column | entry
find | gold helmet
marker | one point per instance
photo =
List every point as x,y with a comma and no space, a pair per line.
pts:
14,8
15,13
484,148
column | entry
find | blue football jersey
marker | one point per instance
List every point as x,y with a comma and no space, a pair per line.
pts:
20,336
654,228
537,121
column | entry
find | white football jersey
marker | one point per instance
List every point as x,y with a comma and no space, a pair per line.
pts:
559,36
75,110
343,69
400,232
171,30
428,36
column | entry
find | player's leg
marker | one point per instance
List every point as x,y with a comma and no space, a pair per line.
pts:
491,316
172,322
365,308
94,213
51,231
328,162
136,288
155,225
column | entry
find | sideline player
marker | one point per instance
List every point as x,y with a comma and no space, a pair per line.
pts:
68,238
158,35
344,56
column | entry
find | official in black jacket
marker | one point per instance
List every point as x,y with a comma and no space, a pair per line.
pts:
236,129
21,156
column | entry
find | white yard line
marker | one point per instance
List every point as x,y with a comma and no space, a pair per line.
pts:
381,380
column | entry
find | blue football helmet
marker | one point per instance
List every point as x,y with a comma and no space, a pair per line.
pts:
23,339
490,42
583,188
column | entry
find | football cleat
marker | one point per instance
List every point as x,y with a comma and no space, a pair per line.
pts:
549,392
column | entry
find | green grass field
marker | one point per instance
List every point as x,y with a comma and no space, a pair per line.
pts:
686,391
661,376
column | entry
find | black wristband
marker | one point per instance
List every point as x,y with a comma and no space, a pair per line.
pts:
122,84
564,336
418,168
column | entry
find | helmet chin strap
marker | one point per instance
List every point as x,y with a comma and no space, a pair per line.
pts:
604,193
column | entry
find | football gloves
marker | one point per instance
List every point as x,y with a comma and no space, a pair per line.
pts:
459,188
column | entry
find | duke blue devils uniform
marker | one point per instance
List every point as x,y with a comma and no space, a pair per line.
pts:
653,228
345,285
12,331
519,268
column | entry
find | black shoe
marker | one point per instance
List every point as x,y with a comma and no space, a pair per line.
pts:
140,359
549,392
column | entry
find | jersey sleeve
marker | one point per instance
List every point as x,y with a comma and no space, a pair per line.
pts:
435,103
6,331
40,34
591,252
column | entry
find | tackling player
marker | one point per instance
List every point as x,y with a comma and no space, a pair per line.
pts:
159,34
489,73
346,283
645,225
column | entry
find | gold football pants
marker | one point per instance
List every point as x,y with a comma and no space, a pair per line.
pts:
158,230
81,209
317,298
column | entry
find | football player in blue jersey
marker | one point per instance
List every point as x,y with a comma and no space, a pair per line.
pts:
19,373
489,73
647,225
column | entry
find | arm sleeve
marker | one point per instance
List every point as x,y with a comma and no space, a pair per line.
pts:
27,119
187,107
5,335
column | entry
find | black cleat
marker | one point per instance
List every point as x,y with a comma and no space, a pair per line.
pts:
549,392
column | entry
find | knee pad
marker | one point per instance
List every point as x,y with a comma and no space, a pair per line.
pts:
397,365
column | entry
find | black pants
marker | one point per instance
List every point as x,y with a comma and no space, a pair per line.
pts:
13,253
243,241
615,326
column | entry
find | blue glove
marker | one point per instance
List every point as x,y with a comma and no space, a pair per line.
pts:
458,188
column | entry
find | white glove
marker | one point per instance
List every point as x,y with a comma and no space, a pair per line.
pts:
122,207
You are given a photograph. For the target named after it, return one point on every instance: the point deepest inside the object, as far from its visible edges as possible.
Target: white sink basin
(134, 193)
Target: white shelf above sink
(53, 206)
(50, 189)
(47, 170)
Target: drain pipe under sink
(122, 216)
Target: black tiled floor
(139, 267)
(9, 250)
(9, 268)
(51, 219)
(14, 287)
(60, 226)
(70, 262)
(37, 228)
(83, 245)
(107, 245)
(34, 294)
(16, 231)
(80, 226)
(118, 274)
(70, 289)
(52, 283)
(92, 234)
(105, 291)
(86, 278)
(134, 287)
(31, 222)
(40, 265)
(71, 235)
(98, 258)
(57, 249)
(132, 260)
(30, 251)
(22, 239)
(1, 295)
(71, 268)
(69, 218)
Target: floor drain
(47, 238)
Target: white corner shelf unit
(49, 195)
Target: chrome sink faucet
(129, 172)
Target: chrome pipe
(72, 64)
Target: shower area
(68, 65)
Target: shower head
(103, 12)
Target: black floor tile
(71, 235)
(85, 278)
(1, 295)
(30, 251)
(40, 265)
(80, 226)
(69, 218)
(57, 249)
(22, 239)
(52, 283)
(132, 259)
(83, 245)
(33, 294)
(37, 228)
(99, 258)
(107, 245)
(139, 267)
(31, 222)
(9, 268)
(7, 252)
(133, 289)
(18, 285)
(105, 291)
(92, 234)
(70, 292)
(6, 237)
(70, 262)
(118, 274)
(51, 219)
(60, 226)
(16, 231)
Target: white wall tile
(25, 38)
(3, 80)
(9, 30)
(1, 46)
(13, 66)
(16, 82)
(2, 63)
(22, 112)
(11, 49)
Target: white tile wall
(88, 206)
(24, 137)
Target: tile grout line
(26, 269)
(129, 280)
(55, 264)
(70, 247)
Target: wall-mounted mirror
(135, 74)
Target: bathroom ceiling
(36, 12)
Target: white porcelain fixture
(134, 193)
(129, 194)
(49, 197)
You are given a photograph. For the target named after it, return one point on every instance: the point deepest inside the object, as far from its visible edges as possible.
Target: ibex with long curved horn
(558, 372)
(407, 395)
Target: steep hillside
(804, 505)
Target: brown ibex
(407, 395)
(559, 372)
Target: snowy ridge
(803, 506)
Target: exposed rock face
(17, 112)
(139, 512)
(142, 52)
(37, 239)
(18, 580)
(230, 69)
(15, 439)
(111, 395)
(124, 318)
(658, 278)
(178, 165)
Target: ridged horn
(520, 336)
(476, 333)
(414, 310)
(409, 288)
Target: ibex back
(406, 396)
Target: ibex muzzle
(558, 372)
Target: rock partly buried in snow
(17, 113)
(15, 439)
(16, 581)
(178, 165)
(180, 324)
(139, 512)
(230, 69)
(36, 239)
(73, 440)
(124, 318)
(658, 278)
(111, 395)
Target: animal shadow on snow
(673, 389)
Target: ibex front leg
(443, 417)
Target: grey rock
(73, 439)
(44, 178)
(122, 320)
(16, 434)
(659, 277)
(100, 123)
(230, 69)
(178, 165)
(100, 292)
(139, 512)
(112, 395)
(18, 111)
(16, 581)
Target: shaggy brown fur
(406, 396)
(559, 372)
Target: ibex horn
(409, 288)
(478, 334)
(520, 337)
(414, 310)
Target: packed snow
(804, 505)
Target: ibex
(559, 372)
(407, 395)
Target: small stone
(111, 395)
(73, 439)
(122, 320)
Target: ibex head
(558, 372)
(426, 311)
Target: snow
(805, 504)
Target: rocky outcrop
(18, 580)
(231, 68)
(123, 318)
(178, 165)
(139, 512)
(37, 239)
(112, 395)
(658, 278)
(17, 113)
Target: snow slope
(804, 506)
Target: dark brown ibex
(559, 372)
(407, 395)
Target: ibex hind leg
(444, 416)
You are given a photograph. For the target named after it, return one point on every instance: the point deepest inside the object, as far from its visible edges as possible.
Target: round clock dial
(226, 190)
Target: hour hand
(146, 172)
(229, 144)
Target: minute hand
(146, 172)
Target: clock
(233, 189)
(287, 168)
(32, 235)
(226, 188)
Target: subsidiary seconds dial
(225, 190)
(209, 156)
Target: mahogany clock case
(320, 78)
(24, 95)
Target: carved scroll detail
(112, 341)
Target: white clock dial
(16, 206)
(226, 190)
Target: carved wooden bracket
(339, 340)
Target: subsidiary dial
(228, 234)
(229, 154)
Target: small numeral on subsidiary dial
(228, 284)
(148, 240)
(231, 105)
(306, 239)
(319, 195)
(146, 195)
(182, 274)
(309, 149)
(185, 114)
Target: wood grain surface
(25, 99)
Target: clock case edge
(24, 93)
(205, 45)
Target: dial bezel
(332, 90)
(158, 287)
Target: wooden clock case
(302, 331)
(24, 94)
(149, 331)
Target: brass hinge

# # #

**Given task**
Write out exactly the lines of the entries above that run from the line containing "Target: shaggy brown fur" through the last line, including both.

**Task output**
Target: shaggy brown fur
(406, 396)
(559, 372)
Target: ibex horn
(409, 288)
(478, 334)
(520, 337)
(414, 310)
Target: packed snow
(804, 505)
Target: ibex
(559, 372)
(407, 395)
Target: small stone
(111, 395)
(73, 439)
(122, 320)
Target: ibex head
(558, 372)
(426, 311)
Target: snow
(805, 504)
Target: rocky outcrop
(18, 580)
(231, 68)
(123, 318)
(178, 165)
(139, 512)
(37, 239)
(112, 395)
(658, 278)
(17, 113)
Target: snow slope
(804, 506)
Target: dark brown ibex
(559, 372)
(407, 395)
Target: ibex hind leg
(444, 416)
You are given a photograph. For the target named after it, return one point on every instance: the point deepest inside the object, as far from its visible edges as possible.
Target: round clock dial
(226, 190)
Target: hour hand
(146, 172)
(229, 144)
Target: minute hand
(146, 172)
Target: clock
(233, 189)
(287, 168)
(32, 235)
(226, 188)
Target: subsidiary seconds dial
(225, 190)
(209, 156)
Target: mahogany clock case
(320, 78)
(24, 95)
Target: carved scroll detail
(112, 341)
Target: white clock dial
(16, 206)
(226, 190)
Target: carved wooden bracket
(339, 340)
Target: subsidiary dial
(228, 234)
(229, 154)
Target: small numeral on subsidiary dial
(228, 284)
(148, 240)
(231, 105)
(306, 239)
(319, 195)
(146, 195)
(182, 274)
(309, 149)
(185, 114)
Target: wood grain surface
(25, 99)
Target: clock case edge
(24, 93)
(205, 45)
Target: dial bezel
(332, 90)
(158, 287)
Target: wooden clock case
(302, 331)
(24, 94)
(149, 331)
Target: brass hinge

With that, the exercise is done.